### Written request
Lay out the entries as a numbered list, starting from the very beginning and ending with the line that contains "[[306, 82], [448, 145], [363, 171]]", and leave out any blank lines. Include only those lines.

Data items
────────────────
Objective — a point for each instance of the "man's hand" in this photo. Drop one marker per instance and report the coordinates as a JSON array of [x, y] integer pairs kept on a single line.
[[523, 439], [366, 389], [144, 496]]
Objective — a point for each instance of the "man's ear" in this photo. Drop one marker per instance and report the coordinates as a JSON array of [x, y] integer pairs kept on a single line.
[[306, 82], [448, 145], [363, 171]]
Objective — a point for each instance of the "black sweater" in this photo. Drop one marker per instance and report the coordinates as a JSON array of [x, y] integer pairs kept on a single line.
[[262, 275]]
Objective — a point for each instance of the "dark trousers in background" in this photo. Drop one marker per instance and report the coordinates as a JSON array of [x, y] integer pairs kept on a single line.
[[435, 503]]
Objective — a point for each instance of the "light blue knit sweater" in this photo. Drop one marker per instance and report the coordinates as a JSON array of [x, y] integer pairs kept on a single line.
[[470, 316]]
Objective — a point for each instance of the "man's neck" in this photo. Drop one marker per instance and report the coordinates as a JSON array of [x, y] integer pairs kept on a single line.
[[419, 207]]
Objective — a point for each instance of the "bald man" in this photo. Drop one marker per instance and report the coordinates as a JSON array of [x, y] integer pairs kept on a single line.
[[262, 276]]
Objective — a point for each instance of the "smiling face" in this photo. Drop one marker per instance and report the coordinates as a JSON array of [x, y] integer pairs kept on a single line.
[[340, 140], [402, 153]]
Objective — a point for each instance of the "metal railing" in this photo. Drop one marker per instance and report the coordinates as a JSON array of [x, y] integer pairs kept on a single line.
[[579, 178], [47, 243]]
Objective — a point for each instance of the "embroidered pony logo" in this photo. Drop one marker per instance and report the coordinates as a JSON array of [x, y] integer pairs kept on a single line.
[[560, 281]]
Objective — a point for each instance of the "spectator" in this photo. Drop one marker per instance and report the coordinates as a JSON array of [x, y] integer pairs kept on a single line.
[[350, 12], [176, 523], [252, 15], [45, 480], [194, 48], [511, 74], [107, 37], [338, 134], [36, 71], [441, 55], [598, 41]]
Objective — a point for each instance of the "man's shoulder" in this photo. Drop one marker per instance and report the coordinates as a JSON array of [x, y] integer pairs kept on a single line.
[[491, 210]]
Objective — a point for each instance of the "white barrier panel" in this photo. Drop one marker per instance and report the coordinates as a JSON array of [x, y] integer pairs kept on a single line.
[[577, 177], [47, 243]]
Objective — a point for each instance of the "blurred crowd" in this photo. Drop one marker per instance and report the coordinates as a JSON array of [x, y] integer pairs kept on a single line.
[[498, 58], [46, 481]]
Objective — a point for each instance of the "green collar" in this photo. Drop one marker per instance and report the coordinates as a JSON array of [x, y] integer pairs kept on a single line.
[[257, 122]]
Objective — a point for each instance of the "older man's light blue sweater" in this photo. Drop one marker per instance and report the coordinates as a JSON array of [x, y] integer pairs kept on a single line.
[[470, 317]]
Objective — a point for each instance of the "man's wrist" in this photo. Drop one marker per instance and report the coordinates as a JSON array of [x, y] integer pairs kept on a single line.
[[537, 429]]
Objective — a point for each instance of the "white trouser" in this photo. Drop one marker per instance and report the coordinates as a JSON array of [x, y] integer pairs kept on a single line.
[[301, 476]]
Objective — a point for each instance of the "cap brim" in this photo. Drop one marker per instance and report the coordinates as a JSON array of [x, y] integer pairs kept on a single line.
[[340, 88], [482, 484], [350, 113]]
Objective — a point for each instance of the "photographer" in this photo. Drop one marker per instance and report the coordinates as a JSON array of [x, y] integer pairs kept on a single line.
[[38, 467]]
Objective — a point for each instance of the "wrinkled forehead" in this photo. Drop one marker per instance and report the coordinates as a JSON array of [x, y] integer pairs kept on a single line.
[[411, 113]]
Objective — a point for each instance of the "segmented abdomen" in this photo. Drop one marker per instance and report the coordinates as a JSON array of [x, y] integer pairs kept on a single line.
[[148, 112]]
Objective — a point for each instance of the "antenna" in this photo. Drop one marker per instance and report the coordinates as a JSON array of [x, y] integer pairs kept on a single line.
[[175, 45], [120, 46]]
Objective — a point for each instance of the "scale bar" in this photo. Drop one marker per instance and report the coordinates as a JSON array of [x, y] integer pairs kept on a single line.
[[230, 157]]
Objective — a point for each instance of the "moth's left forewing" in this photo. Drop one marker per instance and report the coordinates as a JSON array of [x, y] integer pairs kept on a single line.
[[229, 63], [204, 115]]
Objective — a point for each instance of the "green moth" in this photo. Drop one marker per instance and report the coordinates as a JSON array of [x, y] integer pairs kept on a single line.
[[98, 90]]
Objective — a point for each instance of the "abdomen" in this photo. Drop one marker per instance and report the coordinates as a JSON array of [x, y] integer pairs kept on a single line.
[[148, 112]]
────────────────
### Output
1. Objective — a point for each instance of the "man's hand" in this photo. Drop one marker per instance and report the coordinates as a JSON array of [x, y] integer pairs kept on a single line.
2. [[523, 439], [366, 389], [144, 496]]
3. Objective — a point for each instance of the "man's ear" in this photo. Drop one marker per instance and report the coordinates as a JSON array of [x, y] integer pairs kept on a single line.
4. [[306, 82], [448, 145], [363, 171]]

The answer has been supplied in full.